--- begin TEXT SHOWN ---
Why the Mineral Resources Limited share price has increased 186% in 2016

Source: Wikimedia Commons

Since hitting a seven-year low of $3.34 in mid-January of this year, shares of Mineral Resources Limited (ASX: MIN) have staged a remarkable turnaround and are now trading at $9.57 – a gain of 186% in the space of only five months!

The only other company of note in the iron ore sector that has come close to matching this performance is the highly leveraged Fortescue Metals Group Limited (ASX: FMG), which has seen its share price climb around 120% in that time.

One of the obvious reasons behind Mineral Resources and Fortescue’s impressive share price recoveries has been the bounce in the iron ore price.

After bottoming out around US$40 per tonne in late December 2015, the iron ore price managed to climb back towards US$70 per tonne in late April.

What is interesting to note, however, is that Mineral Resources’ share price has continued to climb higher over the past couple of weeks, even as the iron ore price traded back towards US$50 per tonne.

One of the big reasons Mineral Resources has continued to climb higher, I believe, is its exposure to lithium.

Lithium has become the latest ‘boom’ in the resources sector and Mineral Resources is one of the few major miners that looks set to take advantage of rapidly increasing lithium prices. The company owns a 43.1% stake in the Mt Marion lithium project which is expected to begin production over the next few months.

The Mt Marion project is expected to make a significant contribution to Mineral Resources bottom line with the company expecting an annual EBITDA contribution of around $35 million once it enters full production.

This is in stark contrast to most of the other players in the lithium sector who are either still in the discovery phase, or still in the very early stages of mine development and who may never realise the benefits of the recent surge in lithium prices.

A second reason I think the share price has continued to strengthen is that investors are now pretty confident that the company will meet its full year guidance.
--- end TEXT SHOWN ---
--- begin RECORD EXCERPTS ---
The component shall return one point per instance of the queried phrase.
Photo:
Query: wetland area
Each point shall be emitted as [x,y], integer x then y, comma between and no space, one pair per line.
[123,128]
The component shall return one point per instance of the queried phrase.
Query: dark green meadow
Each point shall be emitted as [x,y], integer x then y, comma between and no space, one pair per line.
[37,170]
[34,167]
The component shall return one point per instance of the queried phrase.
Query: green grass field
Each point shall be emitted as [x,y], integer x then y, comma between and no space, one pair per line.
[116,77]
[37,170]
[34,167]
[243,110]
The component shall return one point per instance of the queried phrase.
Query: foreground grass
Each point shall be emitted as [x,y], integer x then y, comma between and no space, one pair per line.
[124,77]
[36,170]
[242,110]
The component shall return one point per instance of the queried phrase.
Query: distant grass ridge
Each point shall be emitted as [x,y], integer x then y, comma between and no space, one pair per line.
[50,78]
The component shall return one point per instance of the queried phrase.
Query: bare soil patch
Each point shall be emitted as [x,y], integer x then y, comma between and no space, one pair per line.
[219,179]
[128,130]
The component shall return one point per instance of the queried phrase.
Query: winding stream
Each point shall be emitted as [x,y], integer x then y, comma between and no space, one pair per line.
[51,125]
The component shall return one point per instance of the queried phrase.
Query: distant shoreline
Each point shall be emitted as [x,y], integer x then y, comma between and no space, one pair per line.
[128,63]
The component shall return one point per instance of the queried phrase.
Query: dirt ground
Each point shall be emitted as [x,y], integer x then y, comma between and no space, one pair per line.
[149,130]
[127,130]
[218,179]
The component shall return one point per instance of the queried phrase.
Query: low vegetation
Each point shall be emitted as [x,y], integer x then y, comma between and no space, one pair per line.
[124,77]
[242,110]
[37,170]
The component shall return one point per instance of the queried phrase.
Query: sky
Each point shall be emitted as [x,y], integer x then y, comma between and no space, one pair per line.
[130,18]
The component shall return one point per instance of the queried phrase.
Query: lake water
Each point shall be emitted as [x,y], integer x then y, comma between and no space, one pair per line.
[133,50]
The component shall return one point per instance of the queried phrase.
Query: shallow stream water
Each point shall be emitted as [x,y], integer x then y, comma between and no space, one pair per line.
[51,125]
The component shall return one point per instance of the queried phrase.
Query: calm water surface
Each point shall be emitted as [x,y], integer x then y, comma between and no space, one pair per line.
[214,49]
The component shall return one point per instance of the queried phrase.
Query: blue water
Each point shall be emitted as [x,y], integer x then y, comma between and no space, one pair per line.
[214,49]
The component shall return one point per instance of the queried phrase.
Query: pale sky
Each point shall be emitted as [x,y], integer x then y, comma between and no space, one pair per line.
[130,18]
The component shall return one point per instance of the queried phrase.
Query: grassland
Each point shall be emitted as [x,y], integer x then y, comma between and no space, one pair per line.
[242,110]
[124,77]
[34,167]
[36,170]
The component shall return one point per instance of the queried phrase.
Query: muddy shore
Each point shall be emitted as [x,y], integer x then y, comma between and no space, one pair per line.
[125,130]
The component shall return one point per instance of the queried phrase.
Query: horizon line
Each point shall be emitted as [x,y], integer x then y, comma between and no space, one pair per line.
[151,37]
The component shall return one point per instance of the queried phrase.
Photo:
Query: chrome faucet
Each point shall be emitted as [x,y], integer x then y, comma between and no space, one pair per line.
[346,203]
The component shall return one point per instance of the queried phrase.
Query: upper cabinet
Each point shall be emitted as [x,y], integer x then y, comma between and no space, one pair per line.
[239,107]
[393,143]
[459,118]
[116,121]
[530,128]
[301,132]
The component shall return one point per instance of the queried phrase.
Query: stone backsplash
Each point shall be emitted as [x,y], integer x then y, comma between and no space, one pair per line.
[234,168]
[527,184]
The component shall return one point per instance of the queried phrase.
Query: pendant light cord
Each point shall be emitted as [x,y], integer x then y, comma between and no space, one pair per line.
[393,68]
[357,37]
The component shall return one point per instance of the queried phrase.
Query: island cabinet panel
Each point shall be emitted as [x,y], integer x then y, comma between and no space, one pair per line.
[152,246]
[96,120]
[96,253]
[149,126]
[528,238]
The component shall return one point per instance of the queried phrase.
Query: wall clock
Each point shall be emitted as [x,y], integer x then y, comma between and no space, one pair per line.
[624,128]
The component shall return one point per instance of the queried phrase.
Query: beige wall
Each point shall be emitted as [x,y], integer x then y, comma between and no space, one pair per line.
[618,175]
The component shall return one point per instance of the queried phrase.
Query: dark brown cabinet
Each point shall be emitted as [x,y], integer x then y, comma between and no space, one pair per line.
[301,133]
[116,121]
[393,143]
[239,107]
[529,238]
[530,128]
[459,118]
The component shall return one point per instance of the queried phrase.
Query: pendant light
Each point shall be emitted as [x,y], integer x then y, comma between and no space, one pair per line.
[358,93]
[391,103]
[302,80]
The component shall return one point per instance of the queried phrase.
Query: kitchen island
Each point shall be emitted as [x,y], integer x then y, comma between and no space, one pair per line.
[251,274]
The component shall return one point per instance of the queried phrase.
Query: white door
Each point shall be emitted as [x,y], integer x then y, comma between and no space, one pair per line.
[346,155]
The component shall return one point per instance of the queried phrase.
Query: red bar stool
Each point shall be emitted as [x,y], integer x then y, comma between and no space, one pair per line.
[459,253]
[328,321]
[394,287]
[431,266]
--- end RECORD EXCERPTS ---
- PROBLEMS AND TASKS -
• A. According to the Mineral Resources article, what stake does the company own in the Mt Marion lithium project?
• B. From the Mineral Resources article, set down word for word the stretch from "What is interesting" through "next few months.".

- PER-TASK ANSWERS -
• A. A 43.1% stake.

• B.
What is interesting to note, however, is that Mineral Resources’ share price has continued to climb higher over the past couple of weeks, even as the iron ore price traded back towards US$50 per tonne.

One of the big reasons Mineral Resources has continued to climb higher, I believe, is its exposure to lithium.

Lithium has become the latest ‘boom’ in the resources sector and Mineral Resources is one of the few major miners that looks set to take advantage of rapidly increasing lithium prices. The company owns a 43.1% stake in the Mt Marion lithium project which is expected to begin production over the next few months.